**PROBLEM TO WORK ON:**
Rewrite the entries from the start through the line that contains "(861, 1185)", inclusive, changing "metal roof" to "tin roof" and keeping everything else the same. Leave the pictures out of your answer.

**GIVEN DATA:**
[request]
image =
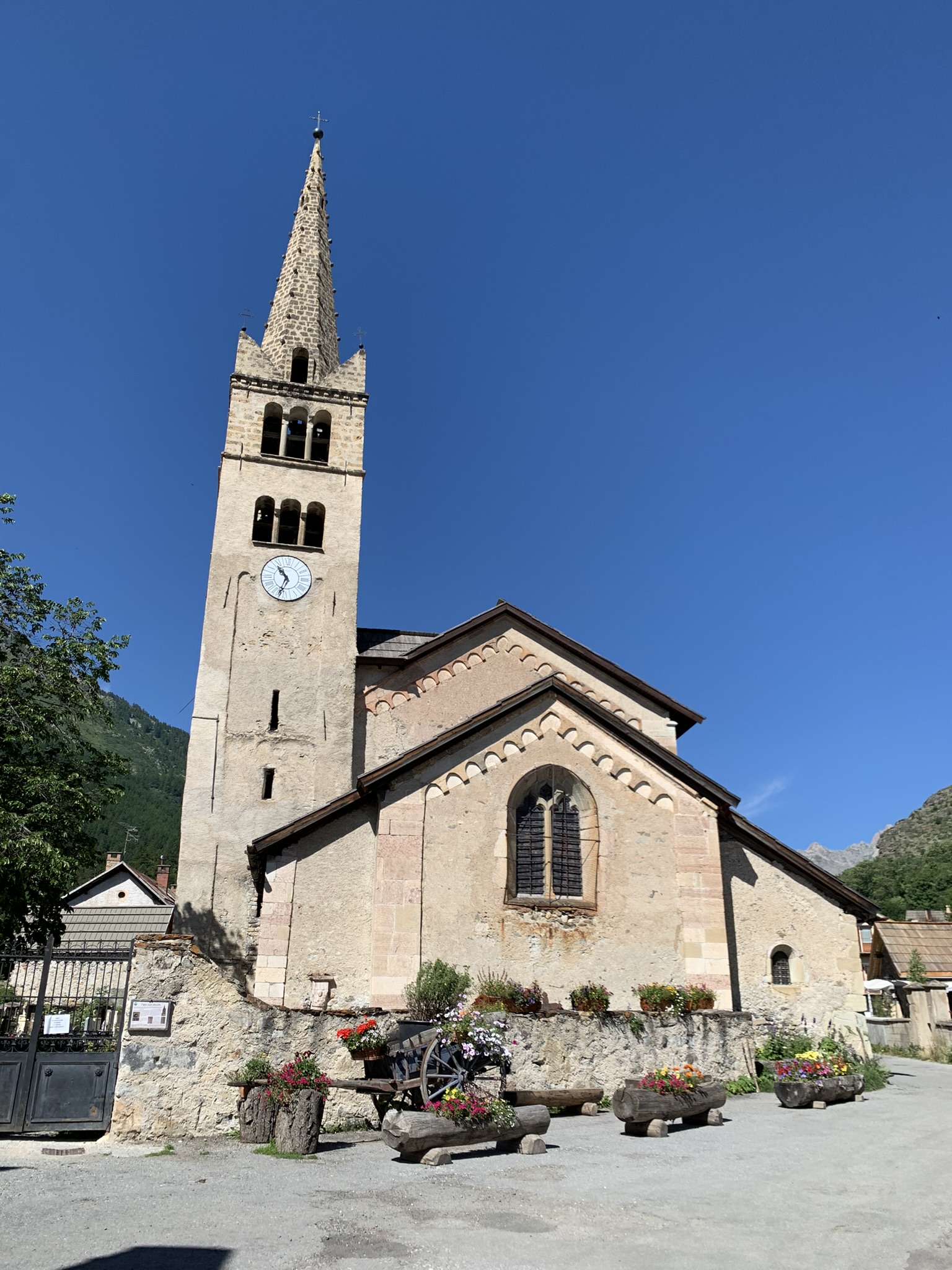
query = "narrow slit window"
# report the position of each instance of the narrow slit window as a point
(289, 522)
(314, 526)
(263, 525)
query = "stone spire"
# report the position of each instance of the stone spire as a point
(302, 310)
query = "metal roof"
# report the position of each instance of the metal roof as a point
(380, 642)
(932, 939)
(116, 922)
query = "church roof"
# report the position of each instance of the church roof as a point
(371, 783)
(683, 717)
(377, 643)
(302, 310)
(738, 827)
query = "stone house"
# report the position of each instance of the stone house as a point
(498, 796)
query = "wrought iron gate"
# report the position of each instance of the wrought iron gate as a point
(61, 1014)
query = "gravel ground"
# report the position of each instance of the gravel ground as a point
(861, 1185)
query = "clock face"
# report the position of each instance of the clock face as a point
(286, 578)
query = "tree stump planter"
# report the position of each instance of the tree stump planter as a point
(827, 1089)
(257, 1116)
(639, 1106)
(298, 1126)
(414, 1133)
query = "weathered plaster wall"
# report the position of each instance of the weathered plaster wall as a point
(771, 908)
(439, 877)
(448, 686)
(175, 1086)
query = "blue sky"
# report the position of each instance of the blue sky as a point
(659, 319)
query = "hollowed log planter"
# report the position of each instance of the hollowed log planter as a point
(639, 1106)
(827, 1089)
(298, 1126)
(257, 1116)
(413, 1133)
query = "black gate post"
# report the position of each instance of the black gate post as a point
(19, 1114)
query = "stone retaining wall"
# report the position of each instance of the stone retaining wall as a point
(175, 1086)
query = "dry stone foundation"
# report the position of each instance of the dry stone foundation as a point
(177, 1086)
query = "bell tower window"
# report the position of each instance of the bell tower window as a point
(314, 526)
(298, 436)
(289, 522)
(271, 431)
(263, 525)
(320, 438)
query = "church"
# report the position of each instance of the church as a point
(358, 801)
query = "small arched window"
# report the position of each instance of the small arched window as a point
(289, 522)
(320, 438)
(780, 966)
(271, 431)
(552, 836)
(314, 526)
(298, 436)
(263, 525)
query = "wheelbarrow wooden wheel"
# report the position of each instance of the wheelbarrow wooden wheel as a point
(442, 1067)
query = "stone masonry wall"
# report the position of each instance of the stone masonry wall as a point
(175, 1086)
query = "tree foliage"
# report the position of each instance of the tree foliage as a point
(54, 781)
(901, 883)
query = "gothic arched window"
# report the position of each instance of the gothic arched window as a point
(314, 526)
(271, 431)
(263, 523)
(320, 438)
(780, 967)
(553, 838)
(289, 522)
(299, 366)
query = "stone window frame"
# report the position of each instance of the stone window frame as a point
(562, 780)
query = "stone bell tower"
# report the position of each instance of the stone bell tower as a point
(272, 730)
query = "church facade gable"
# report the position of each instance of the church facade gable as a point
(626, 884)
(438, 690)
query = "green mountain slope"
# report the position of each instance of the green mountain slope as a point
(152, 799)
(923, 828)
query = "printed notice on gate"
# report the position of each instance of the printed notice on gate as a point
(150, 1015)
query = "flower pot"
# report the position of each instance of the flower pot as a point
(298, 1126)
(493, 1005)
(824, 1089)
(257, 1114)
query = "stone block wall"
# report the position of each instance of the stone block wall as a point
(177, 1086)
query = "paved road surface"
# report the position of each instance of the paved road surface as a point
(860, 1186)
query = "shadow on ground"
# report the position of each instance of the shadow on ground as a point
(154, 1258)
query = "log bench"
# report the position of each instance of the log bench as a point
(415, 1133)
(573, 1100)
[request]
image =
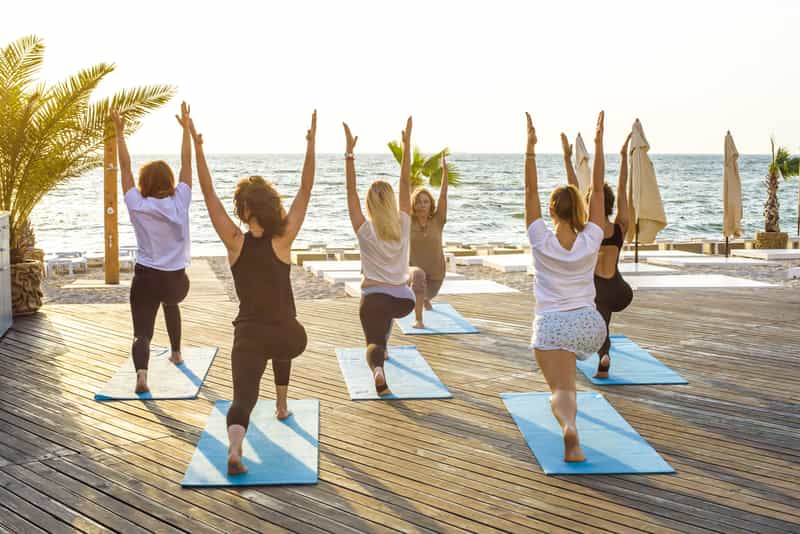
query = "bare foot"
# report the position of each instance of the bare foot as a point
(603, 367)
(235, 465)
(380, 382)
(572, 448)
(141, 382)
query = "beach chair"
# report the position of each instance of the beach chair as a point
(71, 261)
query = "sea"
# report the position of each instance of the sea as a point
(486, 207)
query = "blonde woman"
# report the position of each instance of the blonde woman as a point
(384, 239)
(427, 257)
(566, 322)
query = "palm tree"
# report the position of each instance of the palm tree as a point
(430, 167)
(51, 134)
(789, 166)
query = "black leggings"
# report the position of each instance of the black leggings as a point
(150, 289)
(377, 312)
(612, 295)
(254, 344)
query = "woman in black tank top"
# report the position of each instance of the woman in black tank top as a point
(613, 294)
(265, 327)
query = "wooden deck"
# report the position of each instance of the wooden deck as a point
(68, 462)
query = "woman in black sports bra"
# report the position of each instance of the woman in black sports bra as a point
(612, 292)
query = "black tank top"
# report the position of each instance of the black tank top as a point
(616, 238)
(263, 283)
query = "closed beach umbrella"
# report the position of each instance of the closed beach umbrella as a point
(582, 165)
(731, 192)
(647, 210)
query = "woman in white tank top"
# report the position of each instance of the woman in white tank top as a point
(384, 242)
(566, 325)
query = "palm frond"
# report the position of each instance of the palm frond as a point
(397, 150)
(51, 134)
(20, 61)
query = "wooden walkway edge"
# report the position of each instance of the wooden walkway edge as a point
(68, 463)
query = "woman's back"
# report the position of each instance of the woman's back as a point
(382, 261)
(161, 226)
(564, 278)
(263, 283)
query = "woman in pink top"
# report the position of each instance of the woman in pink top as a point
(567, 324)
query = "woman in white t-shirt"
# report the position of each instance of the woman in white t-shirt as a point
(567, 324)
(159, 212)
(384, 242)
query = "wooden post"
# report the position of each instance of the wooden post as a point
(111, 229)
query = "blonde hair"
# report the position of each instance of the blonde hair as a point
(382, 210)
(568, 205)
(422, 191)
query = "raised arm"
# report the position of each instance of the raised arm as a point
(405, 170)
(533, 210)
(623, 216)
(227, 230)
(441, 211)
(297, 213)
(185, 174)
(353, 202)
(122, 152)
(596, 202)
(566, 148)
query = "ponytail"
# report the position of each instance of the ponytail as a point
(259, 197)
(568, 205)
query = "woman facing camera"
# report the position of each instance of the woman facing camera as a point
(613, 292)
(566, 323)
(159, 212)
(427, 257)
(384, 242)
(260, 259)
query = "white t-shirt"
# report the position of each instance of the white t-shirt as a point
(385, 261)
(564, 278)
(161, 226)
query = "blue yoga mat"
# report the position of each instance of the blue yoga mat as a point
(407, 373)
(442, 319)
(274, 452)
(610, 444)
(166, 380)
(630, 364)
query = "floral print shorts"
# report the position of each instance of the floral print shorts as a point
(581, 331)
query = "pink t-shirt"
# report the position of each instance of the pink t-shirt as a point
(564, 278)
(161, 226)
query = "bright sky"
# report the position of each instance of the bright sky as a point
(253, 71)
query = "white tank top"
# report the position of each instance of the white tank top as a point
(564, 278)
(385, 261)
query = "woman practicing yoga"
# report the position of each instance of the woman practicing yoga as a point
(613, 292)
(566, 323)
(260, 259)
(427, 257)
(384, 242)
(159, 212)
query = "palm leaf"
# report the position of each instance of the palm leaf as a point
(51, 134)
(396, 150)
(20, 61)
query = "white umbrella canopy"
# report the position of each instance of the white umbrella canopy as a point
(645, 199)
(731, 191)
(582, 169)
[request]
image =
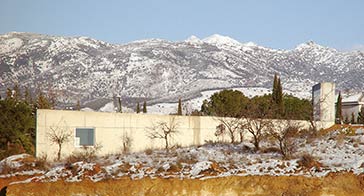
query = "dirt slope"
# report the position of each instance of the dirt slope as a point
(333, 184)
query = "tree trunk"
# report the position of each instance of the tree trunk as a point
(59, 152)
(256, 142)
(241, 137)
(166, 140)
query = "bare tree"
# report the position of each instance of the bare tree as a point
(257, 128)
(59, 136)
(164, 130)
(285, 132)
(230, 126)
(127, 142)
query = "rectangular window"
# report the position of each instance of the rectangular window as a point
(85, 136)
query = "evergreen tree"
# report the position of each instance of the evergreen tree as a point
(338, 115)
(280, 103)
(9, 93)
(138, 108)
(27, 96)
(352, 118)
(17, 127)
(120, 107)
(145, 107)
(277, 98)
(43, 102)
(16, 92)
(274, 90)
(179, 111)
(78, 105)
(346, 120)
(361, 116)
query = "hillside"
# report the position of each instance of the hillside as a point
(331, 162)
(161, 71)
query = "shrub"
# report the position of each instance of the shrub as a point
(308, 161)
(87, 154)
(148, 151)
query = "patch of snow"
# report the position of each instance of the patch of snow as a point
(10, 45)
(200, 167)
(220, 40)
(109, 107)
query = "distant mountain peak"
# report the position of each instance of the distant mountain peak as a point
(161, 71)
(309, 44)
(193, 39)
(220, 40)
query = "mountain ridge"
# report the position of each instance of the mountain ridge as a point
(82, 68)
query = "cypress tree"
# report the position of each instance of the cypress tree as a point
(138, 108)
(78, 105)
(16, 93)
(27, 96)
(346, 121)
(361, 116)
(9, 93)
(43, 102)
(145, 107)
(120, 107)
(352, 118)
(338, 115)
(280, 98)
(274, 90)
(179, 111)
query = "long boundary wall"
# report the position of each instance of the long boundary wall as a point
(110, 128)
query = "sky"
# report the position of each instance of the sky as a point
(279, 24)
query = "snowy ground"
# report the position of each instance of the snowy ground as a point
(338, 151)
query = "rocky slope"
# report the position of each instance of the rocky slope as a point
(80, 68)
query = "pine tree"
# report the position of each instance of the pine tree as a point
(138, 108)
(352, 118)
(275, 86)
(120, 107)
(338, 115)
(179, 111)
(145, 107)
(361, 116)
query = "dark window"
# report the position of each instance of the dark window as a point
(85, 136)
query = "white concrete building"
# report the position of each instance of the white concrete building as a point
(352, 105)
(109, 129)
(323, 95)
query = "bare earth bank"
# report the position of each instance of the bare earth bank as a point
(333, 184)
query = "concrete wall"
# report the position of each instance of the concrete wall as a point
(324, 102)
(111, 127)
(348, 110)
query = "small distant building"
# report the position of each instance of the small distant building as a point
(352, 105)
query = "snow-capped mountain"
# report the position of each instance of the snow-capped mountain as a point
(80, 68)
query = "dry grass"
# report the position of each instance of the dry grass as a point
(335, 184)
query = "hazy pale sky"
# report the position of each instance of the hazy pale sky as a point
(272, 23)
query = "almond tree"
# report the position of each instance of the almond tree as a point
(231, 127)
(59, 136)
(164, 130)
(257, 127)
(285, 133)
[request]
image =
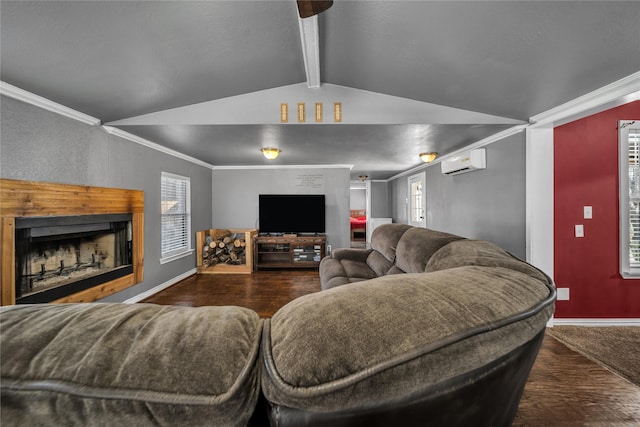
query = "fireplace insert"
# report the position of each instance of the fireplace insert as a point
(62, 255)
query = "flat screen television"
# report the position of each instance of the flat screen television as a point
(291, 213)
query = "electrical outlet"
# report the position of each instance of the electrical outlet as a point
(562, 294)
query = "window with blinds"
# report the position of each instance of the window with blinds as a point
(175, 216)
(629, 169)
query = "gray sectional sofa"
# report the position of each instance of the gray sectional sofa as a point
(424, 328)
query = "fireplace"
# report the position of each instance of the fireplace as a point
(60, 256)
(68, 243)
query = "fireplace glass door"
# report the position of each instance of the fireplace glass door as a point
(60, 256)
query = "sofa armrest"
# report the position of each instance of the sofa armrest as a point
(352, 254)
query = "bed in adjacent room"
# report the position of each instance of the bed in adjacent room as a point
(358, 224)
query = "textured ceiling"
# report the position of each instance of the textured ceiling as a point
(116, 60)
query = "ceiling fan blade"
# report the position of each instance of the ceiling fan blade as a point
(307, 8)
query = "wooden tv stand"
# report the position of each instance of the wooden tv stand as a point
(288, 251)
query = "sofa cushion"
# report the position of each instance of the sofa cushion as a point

**WRITTEN SOLUTION:**
[request]
image =
query = "narrow slit window"
# report the position of each instance of the narrow slit window as a point
(289, 522)
(314, 526)
(263, 525)
query = "stone spire"
# report the position of each instance of the stone spire as a point
(302, 310)
query = "tin roof"
# report the position of each instance of the tin roof as a point
(380, 642)
(932, 939)
(116, 922)
query = "church roof"
# report the position of each instance of the church roof as a point
(371, 783)
(683, 717)
(377, 643)
(302, 310)
(738, 827)
query = "stone house"
# report the position of each instance of the stone house as a point
(498, 796)
query = "wrought iron gate"
# report the position of each instance of the wrought iron gate as a point
(61, 1014)
query = "gravel ground"
# report the position of each instance of the gravel ground as a point
(861, 1185)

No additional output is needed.